__Task objective__
Pick out every line in the data below that contains the string "dark", and copy each one in full.

__Entries provided__
>> start
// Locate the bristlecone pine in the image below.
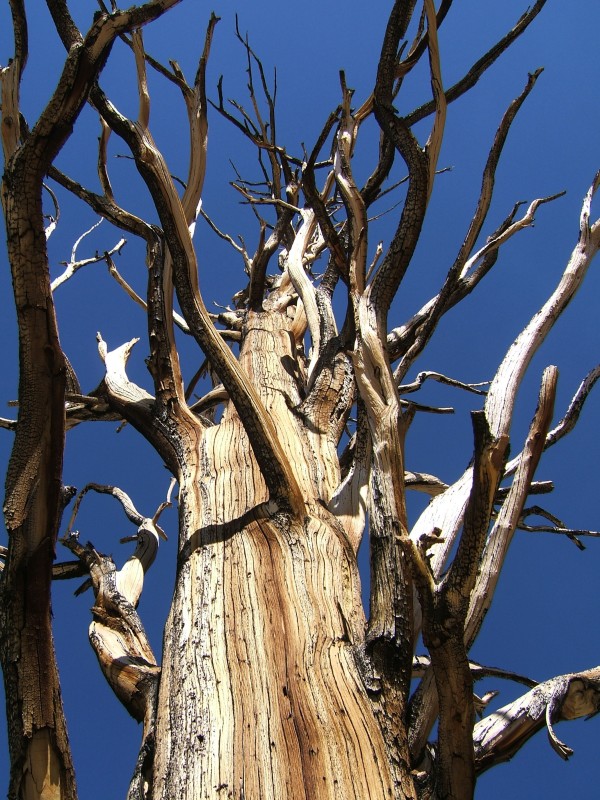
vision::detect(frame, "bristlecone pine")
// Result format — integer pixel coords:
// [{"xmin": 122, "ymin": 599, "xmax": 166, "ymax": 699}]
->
[{"xmin": 0, "ymin": 0, "xmax": 600, "ymax": 800}]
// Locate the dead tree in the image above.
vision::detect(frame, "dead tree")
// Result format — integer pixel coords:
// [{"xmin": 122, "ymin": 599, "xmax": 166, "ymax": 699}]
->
[{"xmin": 0, "ymin": 0, "xmax": 600, "ymax": 800}]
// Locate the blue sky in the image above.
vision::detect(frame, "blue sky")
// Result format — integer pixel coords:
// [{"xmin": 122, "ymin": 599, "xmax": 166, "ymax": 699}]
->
[{"xmin": 0, "ymin": 0, "xmax": 600, "ymax": 800}]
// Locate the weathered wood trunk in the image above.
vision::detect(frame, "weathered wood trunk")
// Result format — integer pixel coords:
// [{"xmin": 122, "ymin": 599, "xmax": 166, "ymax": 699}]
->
[{"xmin": 154, "ymin": 314, "xmax": 395, "ymax": 800}]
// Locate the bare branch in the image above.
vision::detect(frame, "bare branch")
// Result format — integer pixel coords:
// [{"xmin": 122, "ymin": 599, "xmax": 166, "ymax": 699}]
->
[{"xmin": 473, "ymin": 667, "xmax": 600, "ymax": 773}]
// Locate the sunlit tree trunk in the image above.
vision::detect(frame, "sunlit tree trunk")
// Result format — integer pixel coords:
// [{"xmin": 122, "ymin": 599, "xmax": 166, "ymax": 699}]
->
[
  {"xmin": 0, "ymin": 0, "xmax": 600, "ymax": 800},
  {"xmin": 154, "ymin": 312, "xmax": 408, "ymax": 799}
]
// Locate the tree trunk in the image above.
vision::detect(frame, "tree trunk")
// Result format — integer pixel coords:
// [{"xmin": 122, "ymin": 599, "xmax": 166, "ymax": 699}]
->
[{"xmin": 154, "ymin": 314, "xmax": 404, "ymax": 800}]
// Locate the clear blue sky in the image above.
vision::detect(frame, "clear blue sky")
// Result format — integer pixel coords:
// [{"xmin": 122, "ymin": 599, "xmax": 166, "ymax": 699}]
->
[{"xmin": 0, "ymin": 0, "xmax": 600, "ymax": 800}]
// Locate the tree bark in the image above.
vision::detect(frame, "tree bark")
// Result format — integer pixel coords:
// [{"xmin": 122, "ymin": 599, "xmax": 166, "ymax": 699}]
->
[{"xmin": 154, "ymin": 313, "xmax": 399, "ymax": 800}]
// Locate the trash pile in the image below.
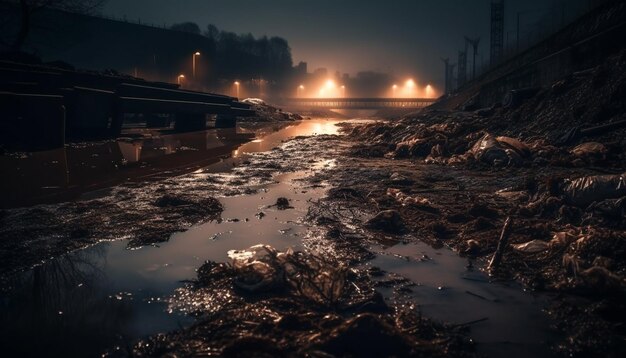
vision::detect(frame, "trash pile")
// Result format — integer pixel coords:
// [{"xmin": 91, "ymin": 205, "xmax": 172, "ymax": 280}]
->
[
  {"xmin": 241, "ymin": 98, "xmax": 302, "ymax": 122},
  {"xmin": 326, "ymin": 50, "xmax": 626, "ymax": 356},
  {"xmin": 228, "ymin": 245, "xmax": 347, "ymax": 305},
  {"xmin": 127, "ymin": 245, "xmax": 475, "ymax": 357}
]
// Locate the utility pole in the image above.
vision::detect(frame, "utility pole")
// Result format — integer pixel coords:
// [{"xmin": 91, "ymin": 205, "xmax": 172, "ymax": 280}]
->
[
  {"xmin": 465, "ymin": 36, "xmax": 480, "ymax": 79},
  {"xmin": 441, "ymin": 58, "xmax": 450, "ymax": 94},
  {"xmin": 490, "ymin": 0, "xmax": 504, "ymax": 66},
  {"xmin": 448, "ymin": 63, "xmax": 456, "ymax": 92}
]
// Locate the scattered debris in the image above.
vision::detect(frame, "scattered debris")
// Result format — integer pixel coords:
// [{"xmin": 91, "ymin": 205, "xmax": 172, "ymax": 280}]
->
[
  {"xmin": 365, "ymin": 210, "xmax": 406, "ymax": 234},
  {"xmin": 488, "ymin": 216, "xmax": 513, "ymax": 274}
]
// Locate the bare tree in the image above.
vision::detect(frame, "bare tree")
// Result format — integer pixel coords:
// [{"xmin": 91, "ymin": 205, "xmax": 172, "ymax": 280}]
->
[{"xmin": 9, "ymin": 0, "xmax": 106, "ymax": 51}]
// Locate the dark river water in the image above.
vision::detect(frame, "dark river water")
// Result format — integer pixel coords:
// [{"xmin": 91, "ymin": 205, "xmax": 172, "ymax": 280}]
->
[{"xmin": 0, "ymin": 119, "xmax": 551, "ymax": 357}]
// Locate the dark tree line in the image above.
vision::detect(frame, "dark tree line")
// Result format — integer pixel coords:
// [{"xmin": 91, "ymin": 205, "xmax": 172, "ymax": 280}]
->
[
  {"xmin": 170, "ymin": 22, "xmax": 293, "ymax": 80},
  {"xmin": 5, "ymin": 0, "xmax": 106, "ymax": 51}
]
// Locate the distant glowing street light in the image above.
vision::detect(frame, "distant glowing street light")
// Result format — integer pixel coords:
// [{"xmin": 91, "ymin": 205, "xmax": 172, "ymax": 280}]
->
[
  {"xmin": 405, "ymin": 79, "xmax": 415, "ymax": 97},
  {"xmin": 191, "ymin": 52, "xmax": 200, "ymax": 80}
]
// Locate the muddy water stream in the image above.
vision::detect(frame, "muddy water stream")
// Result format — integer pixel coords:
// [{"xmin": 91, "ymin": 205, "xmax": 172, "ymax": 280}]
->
[{"xmin": 0, "ymin": 120, "xmax": 549, "ymax": 356}]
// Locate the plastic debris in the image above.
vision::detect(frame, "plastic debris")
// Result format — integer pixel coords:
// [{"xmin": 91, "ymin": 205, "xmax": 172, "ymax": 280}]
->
[
  {"xmin": 365, "ymin": 210, "xmax": 406, "ymax": 234},
  {"xmin": 469, "ymin": 133, "xmax": 530, "ymax": 166},
  {"xmin": 563, "ymin": 173, "xmax": 626, "ymax": 206},
  {"xmin": 571, "ymin": 142, "xmax": 608, "ymax": 157},
  {"xmin": 228, "ymin": 245, "xmax": 346, "ymax": 304},
  {"xmin": 511, "ymin": 240, "xmax": 550, "ymax": 254}
]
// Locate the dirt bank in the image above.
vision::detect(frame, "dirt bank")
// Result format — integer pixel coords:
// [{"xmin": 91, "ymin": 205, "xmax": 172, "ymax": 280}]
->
[{"xmin": 326, "ymin": 52, "xmax": 626, "ymax": 356}]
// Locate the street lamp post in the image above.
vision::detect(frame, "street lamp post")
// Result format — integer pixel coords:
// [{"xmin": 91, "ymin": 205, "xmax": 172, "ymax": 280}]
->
[{"xmin": 191, "ymin": 52, "xmax": 200, "ymax": 80}]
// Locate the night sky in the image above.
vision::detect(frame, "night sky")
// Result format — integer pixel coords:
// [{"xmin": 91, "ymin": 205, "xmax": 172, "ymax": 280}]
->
[{"xmin": 104, "ymin": 0, "xmax": 589, "ymax": 83}]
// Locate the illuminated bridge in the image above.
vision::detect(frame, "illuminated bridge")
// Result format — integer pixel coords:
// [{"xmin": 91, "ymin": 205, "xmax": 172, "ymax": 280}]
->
[{"xmin": 285, "ymin": 98, "xmax": 436, "ymax": 109}]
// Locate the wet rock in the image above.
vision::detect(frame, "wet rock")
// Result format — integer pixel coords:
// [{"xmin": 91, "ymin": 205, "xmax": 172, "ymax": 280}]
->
[
  {"xmin": 463, "ymin": 240, "xmax": 482, "ymax": 256},
  {"xmin": 581, "ymin": 266, "xmax": 626, "ymax": 293},
  {"xmin": 389, "ymin": 172, "xmax": 415, "ymax": 185},
  {"xmin": 470, "ymin": 133, "xmax": 509, "ymax": 166},
  {"xmin": 365, "ymin": 210, "xmax": 406, "ymax": 234},
  {"xmin": 327, "ymin": 187, "xmax": 363, "ymax": 200},
  {"xmin": 274, "ymin": 197, "xmax": 293, "ymax": 210},
  {"xmin": 228, "ymin": 245, "xmax": 346, "ymax": 304},
  {"xmin": 496, "ymin": 136, "xmax": 531, "ymax": 158},
  {"xmin": 563, "ymin": 173, "xmax": 626, "ymax": 207},
  {"xmin": 571, "ymin": 142, "xmax": 608, "ymax": 158},
  {"xmin": 511, "ymin": 240, "xmax": 549, "ymax": 254},
  {"xmin": 154, "ymin": 194, "xmax": 192, "ymax": 208},
  {"xmin": 468, "ymin": 203, "xmax": 500, "ymax": 219}
]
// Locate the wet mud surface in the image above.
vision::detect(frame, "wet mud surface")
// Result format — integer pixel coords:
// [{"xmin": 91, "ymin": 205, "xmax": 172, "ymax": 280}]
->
[{"xmin": 0, "ymin": 112, "xmax": 620, "ymax": 357}]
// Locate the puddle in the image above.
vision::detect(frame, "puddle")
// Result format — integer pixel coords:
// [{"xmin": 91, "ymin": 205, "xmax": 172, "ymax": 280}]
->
[
  {"xmin": 369, "ymin": 243, "xmax": 555, "ymax": 357},
  {"xmin": 0, "ymin": 120, "xmax": 553, "ymax": 357}
]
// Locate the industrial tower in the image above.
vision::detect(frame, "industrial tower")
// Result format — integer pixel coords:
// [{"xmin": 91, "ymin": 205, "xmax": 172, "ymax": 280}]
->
[
  {"xmin": 457, "ymin": 46, "xmax": 467, "ymax": 87},
  {"xmin": 491, "ymin": 0, "xmax": 504, "ymax": 66},
  {"xmin": 465, "ymin": 36, "xmax": 480, "ymax": 79},
  {"xmin": 441, "ymin": 58, "xmax": 451, "ymax": 94}
]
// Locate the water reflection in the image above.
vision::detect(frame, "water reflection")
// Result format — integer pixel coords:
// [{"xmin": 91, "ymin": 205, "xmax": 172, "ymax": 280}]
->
[
  {"xmin": 0, "ymin": 128, "xmax": 254, "ymax": 208},
  {"xmin": 0, "ymin": 120, "xmax": 352, "ymax": 357},
  {"xmin": 0, "ymin": 247, "xmax": 133, "ymax": 357}
]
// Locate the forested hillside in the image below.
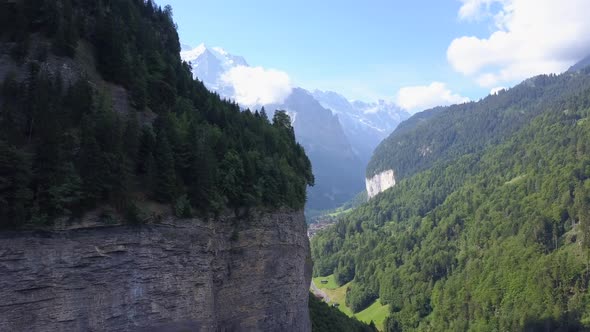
>> end
__Exercise answer__
// Locate the dark river water in the image above.
vision::detect(frame, "dark river water")
// Locate the dark tree line in the image above.
vision::detect(frame, "dark tree line")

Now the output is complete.